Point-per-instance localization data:
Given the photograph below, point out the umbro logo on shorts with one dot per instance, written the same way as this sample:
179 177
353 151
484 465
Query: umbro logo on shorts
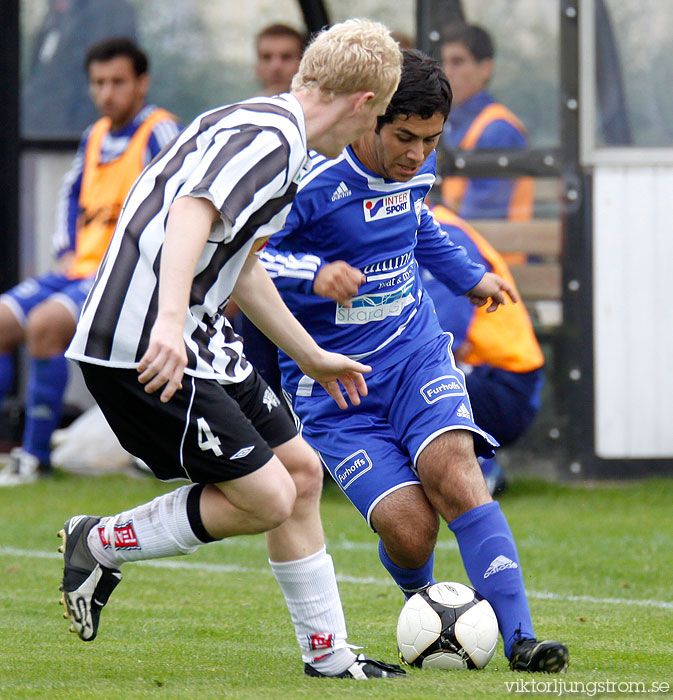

### BRIEF
Without including any pictures, output each entry above exactly as it appears.

### RESPONSE
Given the photograph below, point out the umbro logo on shorts with one dot per instance, written the same way as this sample:
179 177
353 151
484 465
Query: umbro logo on shorts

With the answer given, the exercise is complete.